(Beginning of PROVIDED MATERIAL)

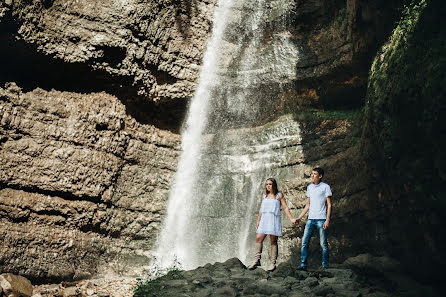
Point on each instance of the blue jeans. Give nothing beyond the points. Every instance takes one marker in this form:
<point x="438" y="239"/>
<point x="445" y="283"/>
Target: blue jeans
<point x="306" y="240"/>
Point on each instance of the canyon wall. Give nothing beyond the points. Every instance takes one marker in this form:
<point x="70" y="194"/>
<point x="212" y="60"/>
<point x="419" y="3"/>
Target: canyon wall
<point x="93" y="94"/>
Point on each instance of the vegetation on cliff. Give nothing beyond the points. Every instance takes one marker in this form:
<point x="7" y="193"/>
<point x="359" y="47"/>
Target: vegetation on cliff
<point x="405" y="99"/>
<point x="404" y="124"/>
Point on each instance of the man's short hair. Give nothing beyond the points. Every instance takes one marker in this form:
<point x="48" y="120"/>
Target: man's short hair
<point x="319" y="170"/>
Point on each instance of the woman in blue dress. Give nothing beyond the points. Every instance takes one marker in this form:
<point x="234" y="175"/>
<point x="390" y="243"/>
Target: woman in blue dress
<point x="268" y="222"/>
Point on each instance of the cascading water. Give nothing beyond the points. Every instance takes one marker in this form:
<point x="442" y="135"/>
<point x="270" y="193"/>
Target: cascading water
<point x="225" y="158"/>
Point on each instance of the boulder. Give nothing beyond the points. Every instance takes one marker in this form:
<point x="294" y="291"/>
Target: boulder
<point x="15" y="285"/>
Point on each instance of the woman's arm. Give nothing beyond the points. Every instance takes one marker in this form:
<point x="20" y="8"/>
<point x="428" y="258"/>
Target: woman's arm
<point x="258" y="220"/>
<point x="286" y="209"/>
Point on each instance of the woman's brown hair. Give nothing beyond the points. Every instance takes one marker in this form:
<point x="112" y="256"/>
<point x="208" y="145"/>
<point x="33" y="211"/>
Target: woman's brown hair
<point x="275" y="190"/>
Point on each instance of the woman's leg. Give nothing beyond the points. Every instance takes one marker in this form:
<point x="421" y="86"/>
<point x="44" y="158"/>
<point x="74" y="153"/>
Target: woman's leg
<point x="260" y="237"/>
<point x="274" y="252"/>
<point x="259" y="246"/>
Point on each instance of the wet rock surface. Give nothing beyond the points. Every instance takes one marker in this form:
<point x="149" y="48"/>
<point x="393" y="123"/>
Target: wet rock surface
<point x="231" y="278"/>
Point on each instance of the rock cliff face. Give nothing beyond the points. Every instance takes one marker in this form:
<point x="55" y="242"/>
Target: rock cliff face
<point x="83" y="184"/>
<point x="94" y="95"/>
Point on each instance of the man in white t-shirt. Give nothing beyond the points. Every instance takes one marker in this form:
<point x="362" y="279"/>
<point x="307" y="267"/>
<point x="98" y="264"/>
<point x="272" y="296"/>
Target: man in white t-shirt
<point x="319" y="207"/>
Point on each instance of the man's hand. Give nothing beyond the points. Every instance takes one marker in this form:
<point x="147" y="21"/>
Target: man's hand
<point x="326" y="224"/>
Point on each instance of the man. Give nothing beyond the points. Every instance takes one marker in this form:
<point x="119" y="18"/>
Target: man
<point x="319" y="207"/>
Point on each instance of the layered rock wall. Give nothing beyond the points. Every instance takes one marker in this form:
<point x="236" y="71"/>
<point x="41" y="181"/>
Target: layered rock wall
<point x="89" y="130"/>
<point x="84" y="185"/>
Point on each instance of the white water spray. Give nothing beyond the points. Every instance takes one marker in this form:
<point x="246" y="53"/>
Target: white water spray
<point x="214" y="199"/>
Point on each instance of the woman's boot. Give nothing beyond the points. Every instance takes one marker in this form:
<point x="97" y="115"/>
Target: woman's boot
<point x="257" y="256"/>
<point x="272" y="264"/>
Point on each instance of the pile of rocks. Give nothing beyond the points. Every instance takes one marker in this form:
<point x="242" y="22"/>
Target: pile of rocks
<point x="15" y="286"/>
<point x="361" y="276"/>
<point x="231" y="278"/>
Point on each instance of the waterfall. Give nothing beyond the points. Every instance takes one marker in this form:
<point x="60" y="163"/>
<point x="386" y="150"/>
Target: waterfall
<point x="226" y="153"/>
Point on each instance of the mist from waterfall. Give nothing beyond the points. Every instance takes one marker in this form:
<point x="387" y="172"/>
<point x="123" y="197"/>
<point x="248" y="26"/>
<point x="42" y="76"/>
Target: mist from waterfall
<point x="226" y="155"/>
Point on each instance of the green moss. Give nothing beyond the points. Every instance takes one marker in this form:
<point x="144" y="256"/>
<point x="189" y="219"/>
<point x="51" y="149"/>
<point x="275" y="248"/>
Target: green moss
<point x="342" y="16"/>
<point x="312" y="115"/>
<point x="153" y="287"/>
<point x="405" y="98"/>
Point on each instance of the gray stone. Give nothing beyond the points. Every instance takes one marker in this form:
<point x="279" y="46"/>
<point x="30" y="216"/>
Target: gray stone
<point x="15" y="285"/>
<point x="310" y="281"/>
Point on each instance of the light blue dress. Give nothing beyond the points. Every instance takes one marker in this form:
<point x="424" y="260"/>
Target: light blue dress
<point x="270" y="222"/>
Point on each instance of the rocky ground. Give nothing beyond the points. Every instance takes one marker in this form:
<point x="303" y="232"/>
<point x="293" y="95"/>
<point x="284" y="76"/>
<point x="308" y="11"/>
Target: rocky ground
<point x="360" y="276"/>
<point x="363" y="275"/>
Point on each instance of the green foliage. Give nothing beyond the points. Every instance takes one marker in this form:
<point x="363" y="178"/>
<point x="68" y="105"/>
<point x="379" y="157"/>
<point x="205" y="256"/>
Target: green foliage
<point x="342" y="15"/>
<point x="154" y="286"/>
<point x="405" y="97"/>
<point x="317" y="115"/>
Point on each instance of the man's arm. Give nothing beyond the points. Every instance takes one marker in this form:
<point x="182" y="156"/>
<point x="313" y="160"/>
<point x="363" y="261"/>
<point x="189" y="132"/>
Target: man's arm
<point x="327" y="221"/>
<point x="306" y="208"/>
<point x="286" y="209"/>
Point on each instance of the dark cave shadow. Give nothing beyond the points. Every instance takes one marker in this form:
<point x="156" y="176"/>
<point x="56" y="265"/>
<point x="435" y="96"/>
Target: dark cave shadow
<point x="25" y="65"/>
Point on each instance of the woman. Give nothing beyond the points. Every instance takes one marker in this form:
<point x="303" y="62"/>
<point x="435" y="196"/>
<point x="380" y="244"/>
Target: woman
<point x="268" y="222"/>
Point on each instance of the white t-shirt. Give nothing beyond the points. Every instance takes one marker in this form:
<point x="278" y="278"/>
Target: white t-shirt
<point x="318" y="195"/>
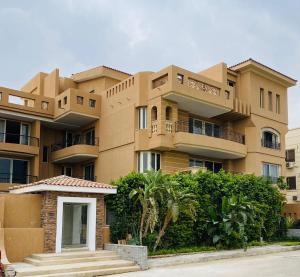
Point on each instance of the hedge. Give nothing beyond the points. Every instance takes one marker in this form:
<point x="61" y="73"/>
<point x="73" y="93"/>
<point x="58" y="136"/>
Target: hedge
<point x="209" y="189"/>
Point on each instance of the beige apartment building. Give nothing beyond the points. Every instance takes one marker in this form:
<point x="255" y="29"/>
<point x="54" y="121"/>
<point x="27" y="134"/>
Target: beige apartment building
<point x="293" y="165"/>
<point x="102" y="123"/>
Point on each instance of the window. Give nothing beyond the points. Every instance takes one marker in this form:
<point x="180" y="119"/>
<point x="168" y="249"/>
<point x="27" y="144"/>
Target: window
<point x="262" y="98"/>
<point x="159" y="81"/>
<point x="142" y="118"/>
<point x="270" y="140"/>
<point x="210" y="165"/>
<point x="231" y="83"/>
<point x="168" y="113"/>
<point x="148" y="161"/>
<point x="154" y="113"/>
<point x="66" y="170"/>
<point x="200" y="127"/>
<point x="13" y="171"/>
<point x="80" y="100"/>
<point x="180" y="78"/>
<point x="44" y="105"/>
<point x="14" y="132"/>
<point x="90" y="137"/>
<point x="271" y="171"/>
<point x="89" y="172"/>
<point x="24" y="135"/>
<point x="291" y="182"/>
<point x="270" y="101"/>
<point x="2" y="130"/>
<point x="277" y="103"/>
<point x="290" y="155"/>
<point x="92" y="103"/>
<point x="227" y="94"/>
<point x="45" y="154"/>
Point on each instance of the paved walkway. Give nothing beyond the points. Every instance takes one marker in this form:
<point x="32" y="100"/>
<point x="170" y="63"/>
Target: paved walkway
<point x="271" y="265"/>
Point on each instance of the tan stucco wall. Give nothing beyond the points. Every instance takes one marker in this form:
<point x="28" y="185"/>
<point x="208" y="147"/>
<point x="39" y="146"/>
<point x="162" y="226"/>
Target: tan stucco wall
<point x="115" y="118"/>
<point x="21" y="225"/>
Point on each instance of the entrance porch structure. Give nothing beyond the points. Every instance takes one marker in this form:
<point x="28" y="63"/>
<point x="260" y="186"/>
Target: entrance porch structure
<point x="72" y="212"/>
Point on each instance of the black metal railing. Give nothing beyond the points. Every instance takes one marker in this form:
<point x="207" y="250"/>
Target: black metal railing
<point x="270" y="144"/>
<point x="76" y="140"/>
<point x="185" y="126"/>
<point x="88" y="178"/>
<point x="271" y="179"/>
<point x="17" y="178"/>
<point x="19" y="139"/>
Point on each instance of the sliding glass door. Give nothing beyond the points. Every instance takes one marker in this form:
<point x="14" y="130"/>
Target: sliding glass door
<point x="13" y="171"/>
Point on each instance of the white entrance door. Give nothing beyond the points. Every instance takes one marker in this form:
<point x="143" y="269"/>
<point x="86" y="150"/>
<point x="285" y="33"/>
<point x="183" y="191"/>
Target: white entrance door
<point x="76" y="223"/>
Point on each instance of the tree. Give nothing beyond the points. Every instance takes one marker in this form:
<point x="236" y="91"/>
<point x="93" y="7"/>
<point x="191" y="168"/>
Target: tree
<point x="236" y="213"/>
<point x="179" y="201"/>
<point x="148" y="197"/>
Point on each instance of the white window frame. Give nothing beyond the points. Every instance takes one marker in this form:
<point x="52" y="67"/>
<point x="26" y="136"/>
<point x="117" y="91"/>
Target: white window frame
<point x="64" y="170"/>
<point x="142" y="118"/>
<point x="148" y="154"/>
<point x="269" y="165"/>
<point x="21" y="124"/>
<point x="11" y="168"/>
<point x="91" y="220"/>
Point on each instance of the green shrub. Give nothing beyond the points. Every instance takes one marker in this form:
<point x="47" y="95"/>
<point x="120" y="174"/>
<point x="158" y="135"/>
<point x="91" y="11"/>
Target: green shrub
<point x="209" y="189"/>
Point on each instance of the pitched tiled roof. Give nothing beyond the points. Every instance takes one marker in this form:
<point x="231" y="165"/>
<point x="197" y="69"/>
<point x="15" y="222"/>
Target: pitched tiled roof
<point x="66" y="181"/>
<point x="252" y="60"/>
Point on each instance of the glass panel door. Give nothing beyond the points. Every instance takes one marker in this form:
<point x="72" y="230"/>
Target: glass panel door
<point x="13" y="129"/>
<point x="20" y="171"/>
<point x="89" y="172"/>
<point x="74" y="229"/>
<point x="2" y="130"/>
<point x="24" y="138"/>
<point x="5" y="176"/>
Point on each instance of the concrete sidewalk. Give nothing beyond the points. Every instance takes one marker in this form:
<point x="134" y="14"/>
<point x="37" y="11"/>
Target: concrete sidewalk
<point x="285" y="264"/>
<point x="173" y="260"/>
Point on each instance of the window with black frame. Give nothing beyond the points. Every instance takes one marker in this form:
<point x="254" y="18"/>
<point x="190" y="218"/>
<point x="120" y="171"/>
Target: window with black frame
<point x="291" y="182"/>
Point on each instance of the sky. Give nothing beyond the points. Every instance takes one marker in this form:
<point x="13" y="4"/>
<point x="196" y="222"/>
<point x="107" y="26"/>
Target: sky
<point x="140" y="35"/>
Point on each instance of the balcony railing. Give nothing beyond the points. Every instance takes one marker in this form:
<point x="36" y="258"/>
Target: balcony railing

(End of PROVIDED MATERIAL)

▶ _YOUR ASSIGNMENT_
Search each line of the data above for "balcony", and copy the lines where it occurs.

▶ _ANSWER TO THIS PROBLEM_
Point on each instance of the balcony railing. Give nothing beyond the points. Every instance takes one marker in this form:
Target: balcony railing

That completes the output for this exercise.